■ What the task requires
Revise the forum thread about the click tick, starting with "I don't use" and going on through "cheaper than frontline.", with every "frontline" changed to "Frontline".

■ Extracted text
# click tick



## LindaDwyer (Apr 9, 2012)

Only Natural Pet EasyDefense Flea & Tick Tag for Dogs & Cats

For anyone who wants flea and tick protection you should look into this. I use it on my shepherd and take her daily in the woods to run and since using the click tick I haven't found one tic or flea on her. I know not all dogs respond to the same things but it works for me. I don't like putting poisons on my animals so the tic disk works for me.


----------



## Syaoransbear (Sep 25, 2008)

Sounds like a bunch of mumbo jumbo to me, but I have a massive fear of ticks so I was going to try it out anyway until I saw the price. Even if it does work we lose tags so often it probably wouldn't be worth it. :shrug:


----------



## onyx'girl (May 18, 2007)

How long have you used it to make that judgement? More than one season?

I bought shootags! a few years back they did seem to work somewhat, but it may have been the ticks natural life cycle and the environment change, not the tags that made me think they were effective. We had ticks bad one year for a month(dry spring) and I was desperate. I no longer let my chickens free range either, so ticks were a daily problem.

I don't use the spot on's if I can avoid them. But I think the shootag is bunk after watching a couple years worth of results. 

The essential oils are great for repelling, IMO. Geranium oil dabbed on the collar or a spray of mixed oils w/ a ACV base put on before going in the woods has been fine except when we track.


----------



## LindaDwyer (Apr 9, 2012)

*click tic*

My daughter has three english bulldogs and she has used this for three years and has no fleas or ticks. She was using frontline and we found one tick in one's ear, her vet told her not all dogs respond to frontline so thats when she found these, I'm sure they will not work for all dogs either but so far we have had good luck with them. It does seem a lot of money for considering they last two or three years its cheaper than frontline. 

And they are l00% money back guarantee if it doesn't work for you. 

I'm not trying to push the product for for me it was an alternative to putting poison on my dog.


----------



## LindaDwyer (Apr 9, 2012)

Beautiful dog, I've always favored the darker colored ones


----------



## Chicagocanine (Aug 7, 2008)

I know this is a dog forum but some people have cats too so I just wanted to mention, be careful when using essential oils around cats. Cats' livers cannot metabolize many types of essential oils/fragrance oils, so many of these products can be toxic to them even in small amounts. Some oils can cause problems even if inhaled, such as if they are used in a diffuser, warmer, or air spray.


----------



## Syaoransbear (Sep 25, 2008)

That's interesting that it's money back guaranteed, I didn't know that. I might give it a try if I can find something that will secure the tag better. My dog is notorious for breaking those rings that tags come on. We don't have fleas here so that's not a problem, but I really freak when I find ticks. Chrono dropped a fully engorged one on my bed last year. I had tick nightmares until it snowed.


----------

Referring expression data
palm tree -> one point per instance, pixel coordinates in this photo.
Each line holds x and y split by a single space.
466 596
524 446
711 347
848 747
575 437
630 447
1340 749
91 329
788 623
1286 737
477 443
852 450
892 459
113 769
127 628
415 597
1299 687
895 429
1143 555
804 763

■ Exercise response
I don't use the spot on's if I can avoid them. But I think the shootag is bunk after watching a couple years worth of results. 

The essential oils are great for repelling, IMO. Geranium oil dabbed on the collar or a spray of mixed oils w/ a ACV base put on before going in the woods has been fine except when we track.


----------



## LindaDwyer (Apr 9, 2012)

*click tic*

My daughter has three english bulldogs and she has used this for three years and has no fleas or ticks. She was using Frontline and we found one tick in one's ear, her vet told her not all dogs respond to Frontline so thats when she found these, I'm sure they will not work for all dogs either but so far we have had good luck with them. It does seem a lot of money for considering they last two or three years its cheaper than Frontline.